**Exercise details**
Without adding or dropping anything, copy the entries below.
Records for processing START
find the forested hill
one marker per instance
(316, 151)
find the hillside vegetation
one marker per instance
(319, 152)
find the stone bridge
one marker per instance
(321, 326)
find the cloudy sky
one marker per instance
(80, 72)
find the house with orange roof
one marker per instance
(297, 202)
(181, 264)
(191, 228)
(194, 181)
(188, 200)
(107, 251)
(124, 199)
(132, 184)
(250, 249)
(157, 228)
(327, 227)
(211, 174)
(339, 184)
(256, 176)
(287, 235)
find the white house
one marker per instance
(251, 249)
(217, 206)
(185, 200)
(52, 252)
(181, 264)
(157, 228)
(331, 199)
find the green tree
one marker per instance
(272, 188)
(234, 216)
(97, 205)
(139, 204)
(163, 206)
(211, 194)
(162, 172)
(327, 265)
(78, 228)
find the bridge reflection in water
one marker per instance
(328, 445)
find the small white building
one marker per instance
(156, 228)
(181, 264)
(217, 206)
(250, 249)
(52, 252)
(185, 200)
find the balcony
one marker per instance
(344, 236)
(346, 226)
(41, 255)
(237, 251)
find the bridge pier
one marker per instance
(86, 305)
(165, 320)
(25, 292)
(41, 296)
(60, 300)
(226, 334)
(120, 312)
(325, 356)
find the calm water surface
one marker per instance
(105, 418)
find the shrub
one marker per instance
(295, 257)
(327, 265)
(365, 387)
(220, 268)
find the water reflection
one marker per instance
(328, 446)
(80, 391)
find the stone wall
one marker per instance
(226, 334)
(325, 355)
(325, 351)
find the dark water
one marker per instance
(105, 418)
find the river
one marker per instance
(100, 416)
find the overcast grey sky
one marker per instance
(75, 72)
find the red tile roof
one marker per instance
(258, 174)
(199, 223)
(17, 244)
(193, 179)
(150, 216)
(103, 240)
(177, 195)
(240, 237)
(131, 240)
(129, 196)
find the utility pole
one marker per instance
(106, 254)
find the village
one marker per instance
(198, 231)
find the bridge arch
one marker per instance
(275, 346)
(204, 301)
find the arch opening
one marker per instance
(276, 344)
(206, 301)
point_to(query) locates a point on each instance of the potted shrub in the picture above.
Records for processing END
**Exercise answer**
find the forested hill
one marker per instance
(316, 151)
find the hillside vegetation
one marker per instance
(319, 152)
find the stone bridge
one marker per instance
(321, 326)
find the cloudy sky
one marker per instance
(80, 72)
find the house with orange roof
one marker per instance
(297, 202)
(181, 264)
(191, 228)
(194, 181)
(188, 200)
(107, 251)
(124, 199)
(132, 184)
(250, 249)
(157, 228)
(327, 227)
(211, 174)
(339, 184)
(256, 176)
(287, 235)
find the white house
one marker per instance
(251, 249)
(217, 206)
(185, 200)
(52, 252)
(181, 264)
(157, 228)
(331, 199)
find the green tree
one marker per instance
(272, 188)
(234, 216)
(97, 205)
(139, 204)
(163, 206)
(211, 194)
(162, 172)
(327, 265)
(78, 228)
find the bridge reflection in water
one marker per instance
(328, 445)
find the small white building
one marker per instance
(156, 228)
(181, 264)
(217, 206)
(250, 249)
(52, 252)
(185, 200)
find the balcony
one marker per instance
(344, 236)
(346, 226)
(41, 255)
(237, 251)
find the bridge pier
one marker per instance
(86, 305)
(165, 320)
(25, 292)
(41, 296)
(60, 300)
(226, 334)
(120, 312)
(325, 356)
find the calm water surface
one marker per instance
(105, 418)
find the shrub
one marker per instance
(295, 257)
(327, 265)
(365, 387)
(220, 268)
find the water reflection
one marker per instance
(328, 446)
(80, 391)
find the stone wall
one marker per instance
(226, 334)
(325, 355)
(325, 351)
find the dark water
one marker per instance
(105, 418)
find the river
one marker per instance
(100, 416)
find the overcast grey sky
one marker per instance
(75, 72)
find the red tile roof
one marker per instance
(258, 174)
(199, 223)
(17, 244)
(193, 179)
(150, 216)
(103, 240)
(177, 195)
(240, 237)
(131, 240)
(129, 196)
find the utility pole
one marker per instance
(106, 254)
find the village
one marker per instance
(198, 231)
find the bridge arch
one marker per instance
(275, 346)
(204, 301)
find the arch opening
one marker per instance
(276, 344)
(206, 301)
point_to(query) locates a point on each instance of the potted shrub in the picture above.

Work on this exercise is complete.